----- PROVIDED DATA
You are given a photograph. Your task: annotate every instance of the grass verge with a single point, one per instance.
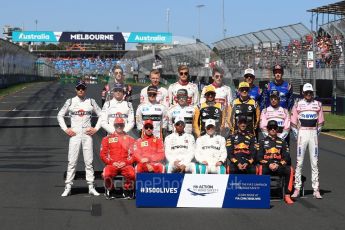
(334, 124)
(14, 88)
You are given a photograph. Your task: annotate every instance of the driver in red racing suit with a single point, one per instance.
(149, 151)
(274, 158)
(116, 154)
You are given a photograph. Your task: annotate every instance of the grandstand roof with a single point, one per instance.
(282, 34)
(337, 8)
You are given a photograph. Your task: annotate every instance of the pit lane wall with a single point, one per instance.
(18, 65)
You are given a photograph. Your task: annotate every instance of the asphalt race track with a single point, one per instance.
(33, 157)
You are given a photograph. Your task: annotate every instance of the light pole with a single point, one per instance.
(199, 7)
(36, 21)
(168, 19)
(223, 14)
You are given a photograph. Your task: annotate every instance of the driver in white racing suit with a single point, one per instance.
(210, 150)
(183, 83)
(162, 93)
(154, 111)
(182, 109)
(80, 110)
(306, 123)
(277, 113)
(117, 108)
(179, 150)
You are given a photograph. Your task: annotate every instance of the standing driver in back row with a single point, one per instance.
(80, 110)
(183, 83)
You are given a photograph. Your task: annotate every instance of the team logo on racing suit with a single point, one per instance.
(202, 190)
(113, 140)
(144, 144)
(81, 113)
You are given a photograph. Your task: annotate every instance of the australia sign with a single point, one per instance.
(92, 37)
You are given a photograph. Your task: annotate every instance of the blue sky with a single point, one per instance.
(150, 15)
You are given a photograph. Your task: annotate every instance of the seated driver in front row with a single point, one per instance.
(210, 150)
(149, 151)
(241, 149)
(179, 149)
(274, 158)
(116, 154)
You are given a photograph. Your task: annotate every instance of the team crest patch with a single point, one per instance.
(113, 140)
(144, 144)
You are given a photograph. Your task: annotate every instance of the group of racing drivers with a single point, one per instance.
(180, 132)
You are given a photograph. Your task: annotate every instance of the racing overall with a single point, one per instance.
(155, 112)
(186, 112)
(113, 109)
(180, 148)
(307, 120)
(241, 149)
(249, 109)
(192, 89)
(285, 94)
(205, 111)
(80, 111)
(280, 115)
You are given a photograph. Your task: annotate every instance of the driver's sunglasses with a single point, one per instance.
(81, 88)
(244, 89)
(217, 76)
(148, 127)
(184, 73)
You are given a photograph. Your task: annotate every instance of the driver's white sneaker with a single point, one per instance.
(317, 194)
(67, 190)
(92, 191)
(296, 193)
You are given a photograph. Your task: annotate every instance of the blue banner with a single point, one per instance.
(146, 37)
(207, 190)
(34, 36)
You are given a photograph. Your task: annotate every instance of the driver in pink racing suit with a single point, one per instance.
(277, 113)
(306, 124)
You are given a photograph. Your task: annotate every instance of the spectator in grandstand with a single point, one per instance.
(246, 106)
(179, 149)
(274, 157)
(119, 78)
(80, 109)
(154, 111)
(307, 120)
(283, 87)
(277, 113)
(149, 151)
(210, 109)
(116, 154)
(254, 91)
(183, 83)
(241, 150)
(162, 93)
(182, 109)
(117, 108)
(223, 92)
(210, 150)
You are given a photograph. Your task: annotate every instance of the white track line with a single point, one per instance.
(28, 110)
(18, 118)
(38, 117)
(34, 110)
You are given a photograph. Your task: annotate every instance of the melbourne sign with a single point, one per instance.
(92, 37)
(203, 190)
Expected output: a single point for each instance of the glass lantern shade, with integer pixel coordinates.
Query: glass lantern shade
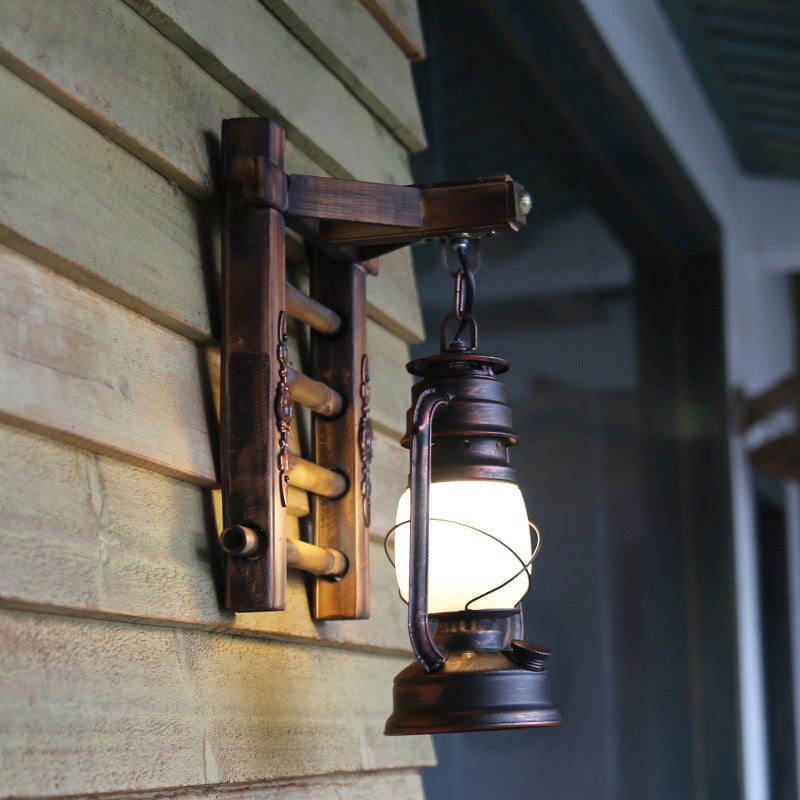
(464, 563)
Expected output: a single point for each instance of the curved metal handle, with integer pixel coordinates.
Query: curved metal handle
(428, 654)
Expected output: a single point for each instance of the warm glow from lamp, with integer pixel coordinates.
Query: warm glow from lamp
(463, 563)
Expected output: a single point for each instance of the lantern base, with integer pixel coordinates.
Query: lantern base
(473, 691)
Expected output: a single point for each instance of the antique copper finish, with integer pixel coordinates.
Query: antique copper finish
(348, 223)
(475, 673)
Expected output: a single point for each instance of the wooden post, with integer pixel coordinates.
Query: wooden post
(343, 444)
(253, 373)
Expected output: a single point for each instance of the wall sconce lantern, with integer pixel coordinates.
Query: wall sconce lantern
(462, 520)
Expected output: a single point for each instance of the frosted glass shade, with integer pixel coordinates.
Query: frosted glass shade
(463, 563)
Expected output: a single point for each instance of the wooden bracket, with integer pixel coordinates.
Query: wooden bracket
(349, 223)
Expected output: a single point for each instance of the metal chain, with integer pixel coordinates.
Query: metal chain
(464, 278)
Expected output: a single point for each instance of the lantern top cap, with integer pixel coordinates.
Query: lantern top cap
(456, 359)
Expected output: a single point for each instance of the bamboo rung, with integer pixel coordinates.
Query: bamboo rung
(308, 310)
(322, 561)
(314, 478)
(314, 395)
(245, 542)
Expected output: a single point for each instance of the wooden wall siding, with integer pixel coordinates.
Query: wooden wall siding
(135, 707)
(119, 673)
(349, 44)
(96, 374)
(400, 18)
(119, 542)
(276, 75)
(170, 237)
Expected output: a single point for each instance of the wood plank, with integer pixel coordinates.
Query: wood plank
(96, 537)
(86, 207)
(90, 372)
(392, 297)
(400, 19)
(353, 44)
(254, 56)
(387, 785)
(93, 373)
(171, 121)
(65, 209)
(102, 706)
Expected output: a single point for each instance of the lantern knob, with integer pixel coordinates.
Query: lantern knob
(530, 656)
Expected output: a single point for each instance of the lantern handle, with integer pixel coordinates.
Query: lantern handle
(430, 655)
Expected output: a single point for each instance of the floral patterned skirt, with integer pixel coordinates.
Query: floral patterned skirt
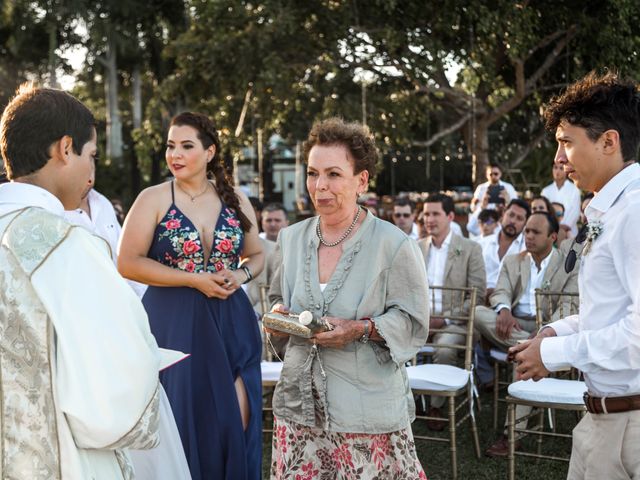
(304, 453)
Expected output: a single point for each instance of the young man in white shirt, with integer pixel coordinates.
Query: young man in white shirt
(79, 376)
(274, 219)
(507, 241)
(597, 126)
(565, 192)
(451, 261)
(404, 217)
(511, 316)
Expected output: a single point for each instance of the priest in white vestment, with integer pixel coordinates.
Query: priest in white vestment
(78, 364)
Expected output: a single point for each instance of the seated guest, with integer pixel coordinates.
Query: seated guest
----------
* [WORK REQUIRED] Repeat each entry above word for word, leaving every picture out.

* [PROBLEM SOLUTION]
You are given a photograph. Your task: annotate every instance of the grass verge with a single point, one per instance.
(334, 124)
(14, 88)
You are given a photograph. Your task: annotate every instance of the driver in red racing suit with a single point, one per instance.
(149, 151)
(274, 158)
(116, 154)
You are given a photograph. Your task: annotate every instance of the grandstand roof with a single point, one per instance.
(282, 34)
(337, 8)
You are given a photograph. Your task: annotate every instance of the pit lane wall with a single point, one per instance.
(18, 65)
You are given a photograph. Your task: annotate every instance of the asphalt race track with a single point, one per instance.
(33, 157)
You are given a photograph. Your task: annotate every instance of the light pole with a single point, one per instance.
(199, 7)
(36, 21)
(168, 19)
(223, 14)
You are given a photograph. Your task: annotate every instance of the driver in white racing suit with a single point, one per instance.
(210, 150)
(183, 83)
(162, 93)
(154, 111)
(182, 109)
(80, 110)
(306, 123)
(277, 113)
(117, 108)
(179, 150)
You are given a photograph. Your task: annotate every instance of the standing driver in back row with a single point, one per instance.
(80, 110)
(183, 83)
You are given a photograph. Your task: annotate every instance of the team logo on racing suit with a single point, one per instance.
(202, 190)
(113, 140)
(144, 144)
(81, 113)
You are given a photograph. Your task: annotate every instance of the australia sign with a single point, one per instance.
(92, 37)
You are given a photograph. Your task: annotate every instance of the blue sky with a single point, one per instance.
(150, 15)
You are given a photograph. Your task: annotate every instance of the seated driver in front row with a single point, one per instance.
(210, 150)
(149, 151)
(241, 149)
(179, 149)
(274, 158)
(116, 154)
You are given a photograph. Your task: annotate every instance of the team crest patch with a single point, one per instance.
(113, 140)
(144, 144)
You are given a photograph. Your task: annotate every instance of the group of racing drivers with a single point, one per instance.
(180, 132)
You are given a photograph. Your task: annotate every instance of the racing overall with a single point, one per instance.
(155, 112)
(186, 112)
(113, 109)
(180, 148)
(307, 120)
(241, 149)
(249, 109)
(192, 89)
(285, 94)
(205, 111)
(80, 111)
(280, 115)
You are given a photograph. Your task: annotate every instance of the driver's sunglasses with a single point, one per instance.
(81, 88)
(244, 89)
(217, 76)
(148, 127)
(184, 73)
You are given a photograph. Your task: annotate every instance of the driver's white sneaker with a single point, one per instance.
(317, 194)
(67, 190)
(92, 191)
(296, 193)
You are given a photograph. Your task: annotate every instance of the blue banner with a single point, one per instance.
(146, 37)
(207, 190)
(34, 36)
You are given a photograph. Your task: annotate every instance of the driver in pink racing suit with a single point, one per instance.
(277, 113)
(306, 124)
You are given a photograph. Your task: annotate every instance of the spectator in grandstand with a single point, one per instance.
(246, 106)
(179, 149)
(274, 157)
(119, 78)
(80, 109)
(154, 111)
(307, 120)
(283, 87)
(277, 113)
(149, 151)
(210, 109)
(116, 154)
(254, 91)
(183, 83)
(241, 150)
(162, 93)
(182, 109)
(117, 108)
(223, 92)
(210, 150)
You are given a photograph. Your task: annotate every instance of the white track line with a single point, one per instance.
(28, 110)
(18, 118)
(38, 117)
(34, 110)
You are given a photograph. Your task: annotate every instance of the melbourne sign with a single point, one per instance.
(92, 37)
(203, 190)
Expected output: a single point for each instance of the glass lantern shade, with integer pixel coordinates.
Query: glass lantern shade
(464, 563)
Expected output: a single point for each instance of the curved metal handle, with integer pixel coordinates.
Query: curved metal handle
(428, 654)
Expected output: a single point for each instance of the warm glow from lamp, with integer pixel coordinates.
Query: warm glow from lamp
(463, 563)
Expected output: a single point for each instance of the lantern base, with integer pixel coordinates.
Query: lantern base
(473, 691)
Expected output: a single point for each instance of the antique copper finish, with integer pixel coordinates.
Query: antique copper finish
(348, 223)
(475, 673)
Expected output: a single point for each instance of the wooden post, with integer pixel coordinates.
Query: wooden post
(343, 444)
(253, 373)
Expected output: a single point for each instance of the wall sconce lantern, with integer pixel coordinates.
Query: wall sconce lantern
(462, 520)
Expected output: a single point for each instance of the frosted glass shade, with integer pixel coordinates.
Query: frosted glass shade
(463, 563)
Expected output: a single point for each instance of the wooden bracket, with integer pixel coordinates.
Query: wooden bracket
(349, 223)
Expected output: a single point for each instance of the metal chain, with integer pixel coordinates.
Query: metal chain
(464, 278)
Expected output: a single point for each instance of the lantern top cap, with integer pixel coordinates.
Query: lantern top cap
(456, 359)
Expected output: a single point for each instance of the bamboo rung, with integer pixel coordinates.
Query: bamboo rung
(308, 310)
(322, 561)
(314, 478)
(314, 395)
(245, 542)
Expected output: a single point for each instance of the wooden wall siding, with integer pixel coordinates.
Query: wooden wall siding
(135, 707)
(119, 673)
(349, 44)
(96, 374)
(400, 18)
(119, 542)
(276, 75)
(170, 237)
Expected output: a single point for each instance of the wood plank, with integer pixel coordinates.
Query: wood plank
(96, 537)
(86, 207)
(90, 372)
(392, 297)
(400, 19)
(353, 44)
(254, 56)
(387, 785)
(93, 373)
(171, 121)
(65, 209)
(102, 706)
Expected output: a single point for each instance of the lantern knob, with integer pixel coordinates.
Query: lantern knob
(530, 656)
Expected output: a single point for each instance of the lantern handle, with integer pixel coordinates.
Query: lantern handle
(430, 655)
Expected output: a single point for each instance of the floral patterned skirt, with integer pixel coordinates.
Query: floral patterned skirt
(304, 453)
Expected output: a single point for each instance of the young man in white shirt, with integer pixel coordinates.
Query: young man in white shirt
(79, 376)
(274, 219)
(507, 241)
(597, 126)
(565, 192)
(451, 261)
(404, 217)
(511, 316)
Expected output: a single point for each instance of the priest in white vestment, with integer pixel coordinates.
Query: priest in white vestment
(78, 364)
Expected output: a single point for each instance of the seated guest, with integer pixel coordinates.
Query: seated guest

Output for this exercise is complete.